## QUOTED PASSAGE

>>>>

Winds Of Change
It’s the biggest hurricane the modern world has ever seen.
And my mother and stepfather are smack bang in the middle of it.
They live on the Caribbean island of St Maarten.
At the time of writing this, I still haven’t made contact with them after Hurricane Irma wrecked their island and their home.
Hurricane Jose is hot on its heels.
It’s obviously been completely devastating for all those affected.
Managing sleepless nights and calls from the British Consulate follows something of a trying period for me generally.
2017 has seen planning debacles which continue to threaten my home; family dramas and hurricanes blowing a boat load of worry into my life.
I admit I’ve had my fair share of moments of almost crippling anxiety.
But I find that – like when Oli was sick, Emily died and my whole world fell apart in 2013 – challenging things in life can either make or break you.
And it’s possible to decide which way you go.
You can emerge from tricky stuff a stronger version of yourself.
I am an older, uglier, wiser me.
Here’s what I have learned this year: there’s very little you can control in life.
You can’t control other people, bureaucracy or nature.
What you can control is your response to these things.
99% of my life is sunshine, rainbows and unicorn farts.
I am incredibly blessed with my amazing family, my friends and the positive energy that surrounds me.
That’s quite a cushion when trying things are sent my way.
So while I wait to hear news about my family’s wellbeing in St Maarten, whether the council are determined to try and bulldoze my home and all the other items on my current worry list…
I’m just keeping on trucking with raising my family, growing my vegetables and trying to get Rowan Farm under some sort of semblance of order.
Our new Gloucestershire Old Spot piglets Fatman and Spotty arrive in a couple of weeks.
We’ve been setting them up for even more luxury than Huff, Puff and Snuff enjoyed.
The chooks have a new home too now, in which they are larging it up.
Not that they’ve done any laying yet, mind.
Idle madams that they are.
This isn’t the only way our teenage feathered ones have given us a headache recently.
Chloe’s favourite, Jessica, took herself off for a night on the tiles.
We were so convinced she was a goner, we’d had children’s tears and a full funereal memorial service in her honour.
But unbelievably Jessica evaded the feisty vixen that hunts rabbits brazenly in daylight hours here.
Jessica’s now thinking about what she’s done in the coop.
Prepping for winter has been my focus in the veg patch.
We’ve been relying on our earlier plantings to see us through our summer eating in the meantime.
Man of the match has been the yellow courgettes.

<<<<

## INFORMATION SUPPLIED
>>>>

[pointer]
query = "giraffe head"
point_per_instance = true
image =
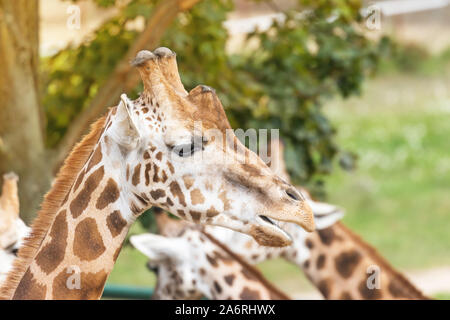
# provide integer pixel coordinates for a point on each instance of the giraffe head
(182, 156)
(194, 265)
(12, 228)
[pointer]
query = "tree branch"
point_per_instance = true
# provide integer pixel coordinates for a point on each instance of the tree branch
(123, 78)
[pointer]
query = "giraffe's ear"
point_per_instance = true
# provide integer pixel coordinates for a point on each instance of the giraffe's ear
(158, 248)
(124, 129)
(325, 215)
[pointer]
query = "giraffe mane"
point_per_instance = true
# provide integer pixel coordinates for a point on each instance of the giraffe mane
(50, 205)
(258, 275)
(383, 263)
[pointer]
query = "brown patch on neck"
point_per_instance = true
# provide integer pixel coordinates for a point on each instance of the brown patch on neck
(250, 270)
(408, 289)
(81, 201)
(88, 243)
(52, 254)
(50, 206)
(29, 288)
(91, 286)
(109, 195)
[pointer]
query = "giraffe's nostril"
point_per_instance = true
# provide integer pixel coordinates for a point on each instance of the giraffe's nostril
(293, 194)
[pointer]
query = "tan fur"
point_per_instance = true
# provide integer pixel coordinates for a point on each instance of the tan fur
(52, 202)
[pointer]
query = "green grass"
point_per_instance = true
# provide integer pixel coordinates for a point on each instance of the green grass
(397, 198)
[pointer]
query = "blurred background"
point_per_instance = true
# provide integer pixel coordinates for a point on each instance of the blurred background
(360, 91)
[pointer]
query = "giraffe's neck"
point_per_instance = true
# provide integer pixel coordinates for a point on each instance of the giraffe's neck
(79, 232)
(80, 248)
(229, 277)
(342, 266)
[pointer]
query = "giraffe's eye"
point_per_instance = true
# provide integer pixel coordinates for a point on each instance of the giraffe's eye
(186, 150)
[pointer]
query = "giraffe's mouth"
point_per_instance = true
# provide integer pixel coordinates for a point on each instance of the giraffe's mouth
(267, 233)
(267, 219)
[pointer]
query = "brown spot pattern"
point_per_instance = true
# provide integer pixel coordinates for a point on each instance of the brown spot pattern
(188, 181)
(320, 261)
(326, 235)
(109, 195)
(176, 191)
(80, 203)
(96, 158)
(346, 262)
(136, 178)
(29, 288)
(197, 197)
(115, 223)
(159, 193)
(88, 244)
(368, 294)
(91, 286)
(52, 254)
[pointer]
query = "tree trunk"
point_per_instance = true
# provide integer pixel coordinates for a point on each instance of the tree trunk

<<<<

## WHAT TO DO
- 1) According to the Winds Of Change post, what three things can you not control? List them.
- 2) Carry the Winds Of Change post on from its final sentence, in the same voice.
The records are a separate body of material with no connection to the Winds Of Change post.

## EXERCISE RESPONSES
- 1) Other people, bureaucracy, nature

- 2)
They’ve consistently produced all season and despite being really quite elderly and manky now, continue to give us loads of fruit most days.
There has been disaster too.
My entire crop of tomatoes was wiped out by blight.
In the forensic clean up that followed, I was careful to remove and burn all trace of the tomato plants.
Blight is massively contagious and I was worried about my fledgling potatoes.
In amongst this fastidious care I added new compost to the infected bed for its next blight-resistant inhabitants.
I then inadvertently pinched some of this soil to pack around my emerging winter potatoes in a neighbouring bed.
Midway through doing this I realised my catastrophic stupidity.
So far though the potatoes are miraculously blight-free.
Fingers firmly crossed.
We have planted a bee border, which is also remarkably still alive.
I’m not normally good with plants I can’t eat.
The border is groaning with bees and we will set up bee hotels among the plants for hibernation time.
Our conservation efforts with the owls have also been gratifyingly successful.
Having started with just one…
We now have at least six barn owls and tawny owls living on site.
As well as kestrels, buzzards, woodpeckers galore.
We’re treated to nightly wildlife displays.
Watching the cheeky crim kestrels repeatedly zooming in to pinch the owls’ supper right out of their claws has been a particular highlight.
The owls do all the hard hunting work before the kestrels make their mugging move.
Nature is like a lively episode of The Bill.
Which brings me back to my family’s own current brush with the indiscriminate destruction nature can bring.
Perhaps unsurprisingly, my folks are among the most avid readers of this blog.
And it feels odd that they won’t be able to see this post.
But I can only hope they will be safely back here in Blighty for Christmas time.
When we can share the spoils of Rowan Farm’s winter produce together.